──────── Page excerpt ────────
Revisiting the Early Christian House Church with Dennis Smith

Revisiting the Early Christian House Church with Dennis Smith May 15, 2012

I have been rather intensely studying the Colossian Household Code as of late in view of my commentary research and in conjunction with the grad class I am teaching on Paul’s prison letters. Recently I stumbled across the FS for David Balch called Text, Image, and Christians in the Graeco-Roman World (PTMS; W&S, 2012). One essay, by Dennis Smith, is called “The House Church as Social Environment” and I found it fascinating. In particular, Smith argues that since the house church was the foundational social context for Christian communal worship, one is obligated to study how such a physical environment would have shaped social dynamics and worship practices. I will underscore several points he makes in the essay.

1. We need to stop using archaeological remains of elite houses as models for early Christian worship settings. It is unlikely they had such elites among their ranks, so we must work with houses representative of a “much more modest social level” (7)
2. “Whatever christian gatherings consisted of, whatever form of worship or ritual was practiced, it would have been fully adapted to and integrated into the house environment” (p. 8) For example, by necessity, it is likely that the dining room was the place of assembly, because it was a “default” room for social gatherings.
3. “The house was already established culturally as a worship/ritual space” (p. 9) – he makes the point that it would have been strange for young Christian patrons to immediately remove shrines to “household deities” from their houses during worship. Implicitly, Smith seems to be presuming a natural kind of syncretism. I am not sure this is quite so “natural” of a presumption, especially if Paul popped in once in a while or made such teaching about removing shrines/idols explicit in his preaching.
4. “We should estimate the size of [a Christian] gathering based on the probable size of the default meeting space and, if the group grew larger, then we should assume that another house church would be organized to accommodate the overflow” (p. 11). Smith thinks guesses of 40 people for a house church is way too high, especially if the group remained primarily in a dining room (the “default space”) and not the atrium. Though he doesn’t say explicitly, he seems to hint at the more probable size for a house church being 8-15.
5. “Access to the house church gathering would take place by means of the cultural process of hospitality; one had to be an invited guest or member of the household” (p. 14) One implication, if Smith is correct, is that the church meeting would not have “walk-ins.”
6. “The house setting would necessitate addressing social and gender stratification” (p. 16) – this is where the Household Codes would come in… Smith hypothesizes that questions pertaining to household members’ relationships may have even became an issue precisely because of conflict and confusion in the dining hall and meal practices during the worship meeting.
────────
[Questions]
(a) In the house church post, change "fascinating" to "illuminating" in the passage between "I have been" and "in the essay.", inclusive, and write the revised passage.
(b) Answer these questions from the house church post:
(i) Whose Festschrift contains the essay by Dennis Smith?
(ii) Which room does Smith say was likely the place of assembly?
(iii) What size does Smith seem to hint at as more probable for a house church?
Nothing in the listing is needed for this work.
──────── Record extracts ────────
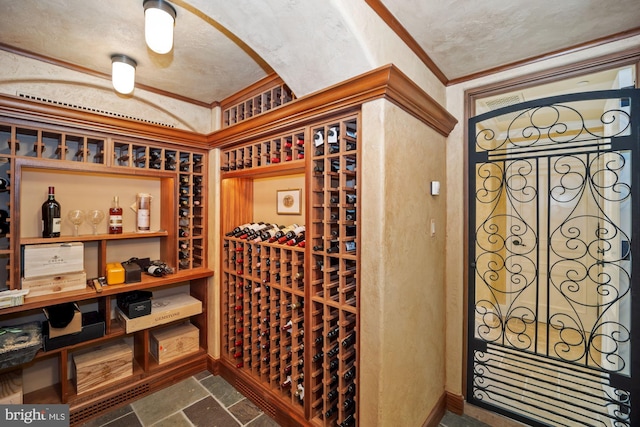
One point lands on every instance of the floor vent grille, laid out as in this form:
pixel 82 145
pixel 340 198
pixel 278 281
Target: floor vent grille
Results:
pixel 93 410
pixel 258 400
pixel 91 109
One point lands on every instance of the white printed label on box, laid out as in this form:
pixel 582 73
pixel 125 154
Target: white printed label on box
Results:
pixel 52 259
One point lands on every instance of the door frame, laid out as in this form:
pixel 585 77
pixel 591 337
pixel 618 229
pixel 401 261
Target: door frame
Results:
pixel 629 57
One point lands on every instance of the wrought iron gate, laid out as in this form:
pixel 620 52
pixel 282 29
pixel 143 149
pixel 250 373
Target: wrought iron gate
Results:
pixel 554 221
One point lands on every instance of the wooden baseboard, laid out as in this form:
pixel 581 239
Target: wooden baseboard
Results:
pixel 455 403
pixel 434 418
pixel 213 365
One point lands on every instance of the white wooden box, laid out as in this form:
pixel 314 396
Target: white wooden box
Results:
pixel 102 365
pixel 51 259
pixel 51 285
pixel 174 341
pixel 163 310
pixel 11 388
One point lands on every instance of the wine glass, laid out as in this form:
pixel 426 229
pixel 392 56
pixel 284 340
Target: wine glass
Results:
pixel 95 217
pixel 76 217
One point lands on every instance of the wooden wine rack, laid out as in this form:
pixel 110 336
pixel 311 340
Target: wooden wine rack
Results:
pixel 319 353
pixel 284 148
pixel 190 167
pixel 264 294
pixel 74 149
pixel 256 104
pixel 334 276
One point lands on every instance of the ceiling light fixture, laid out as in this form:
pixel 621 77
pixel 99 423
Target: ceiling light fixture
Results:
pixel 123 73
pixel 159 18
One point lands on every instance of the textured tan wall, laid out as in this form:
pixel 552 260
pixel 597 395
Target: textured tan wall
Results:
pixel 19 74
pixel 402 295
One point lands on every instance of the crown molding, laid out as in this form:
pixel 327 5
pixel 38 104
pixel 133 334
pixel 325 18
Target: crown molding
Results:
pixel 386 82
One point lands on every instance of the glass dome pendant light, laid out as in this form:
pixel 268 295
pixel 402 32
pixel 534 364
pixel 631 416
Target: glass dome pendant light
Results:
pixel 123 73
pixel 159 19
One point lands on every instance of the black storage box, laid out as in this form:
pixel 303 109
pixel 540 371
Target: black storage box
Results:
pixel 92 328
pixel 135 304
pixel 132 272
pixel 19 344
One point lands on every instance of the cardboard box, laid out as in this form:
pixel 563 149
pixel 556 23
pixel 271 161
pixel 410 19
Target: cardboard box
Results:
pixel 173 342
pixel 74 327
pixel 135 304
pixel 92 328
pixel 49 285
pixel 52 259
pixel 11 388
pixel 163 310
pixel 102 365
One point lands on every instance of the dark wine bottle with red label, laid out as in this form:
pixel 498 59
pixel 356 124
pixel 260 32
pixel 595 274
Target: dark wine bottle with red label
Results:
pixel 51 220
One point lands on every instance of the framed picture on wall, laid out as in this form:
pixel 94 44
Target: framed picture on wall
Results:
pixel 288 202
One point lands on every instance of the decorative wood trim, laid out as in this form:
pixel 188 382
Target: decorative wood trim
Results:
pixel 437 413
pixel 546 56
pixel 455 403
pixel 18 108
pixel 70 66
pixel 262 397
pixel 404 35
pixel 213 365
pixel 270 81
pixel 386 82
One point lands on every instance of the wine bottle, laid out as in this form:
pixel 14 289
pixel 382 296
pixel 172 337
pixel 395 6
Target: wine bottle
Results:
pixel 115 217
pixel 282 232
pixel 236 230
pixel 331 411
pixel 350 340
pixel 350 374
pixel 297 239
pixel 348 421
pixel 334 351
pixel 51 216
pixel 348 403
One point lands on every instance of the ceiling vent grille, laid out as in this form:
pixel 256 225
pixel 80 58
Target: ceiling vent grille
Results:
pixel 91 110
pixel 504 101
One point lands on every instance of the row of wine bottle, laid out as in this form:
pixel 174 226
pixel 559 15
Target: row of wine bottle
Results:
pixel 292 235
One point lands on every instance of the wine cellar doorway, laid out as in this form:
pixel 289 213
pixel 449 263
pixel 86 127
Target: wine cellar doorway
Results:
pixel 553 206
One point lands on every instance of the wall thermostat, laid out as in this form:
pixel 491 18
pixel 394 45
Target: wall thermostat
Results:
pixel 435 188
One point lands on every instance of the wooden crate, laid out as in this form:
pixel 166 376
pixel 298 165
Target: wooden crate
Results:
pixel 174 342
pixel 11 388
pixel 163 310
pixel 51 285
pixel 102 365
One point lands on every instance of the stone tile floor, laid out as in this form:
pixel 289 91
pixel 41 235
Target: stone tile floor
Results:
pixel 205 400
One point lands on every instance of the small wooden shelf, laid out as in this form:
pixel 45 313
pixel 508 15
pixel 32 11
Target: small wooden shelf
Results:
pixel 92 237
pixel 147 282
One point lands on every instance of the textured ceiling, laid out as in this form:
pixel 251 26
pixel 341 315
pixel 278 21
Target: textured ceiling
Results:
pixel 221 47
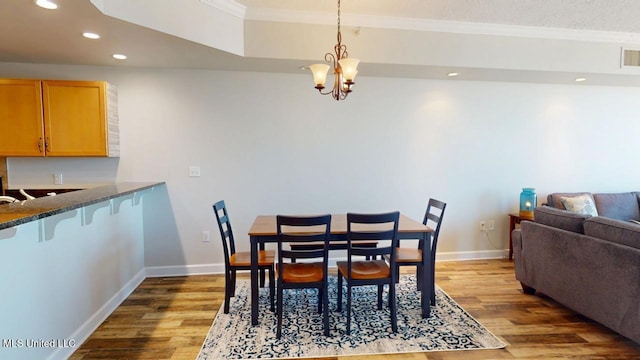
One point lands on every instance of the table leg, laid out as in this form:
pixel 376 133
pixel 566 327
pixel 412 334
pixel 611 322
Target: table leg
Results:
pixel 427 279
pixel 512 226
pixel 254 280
────────
[Responses in order]
(a)
I have been rather intensely studying the Colossian Household Code as of late in view of my commentary research and in conjunction with the grad class I am teaching on Paul’s prison letters. Recently I stumbled across the FS for David Balch called Text, Image, and Christians in the Graeco-Roman World (PTMS; W&S, 2012). One essay, by Dennis Smith, is called “The House Church as Social Environment” and I found it illuminating. In particular, Smith argues that since the house church was the foundational social context for Christian communal worship, one is obligated to study how such a physical environment would have shaped social dynamics and worship practices. I will underscore several points he makes in the essay.

(b)
(i) David Balch's.
(ii) The dining room.
(iii) 8-15 people.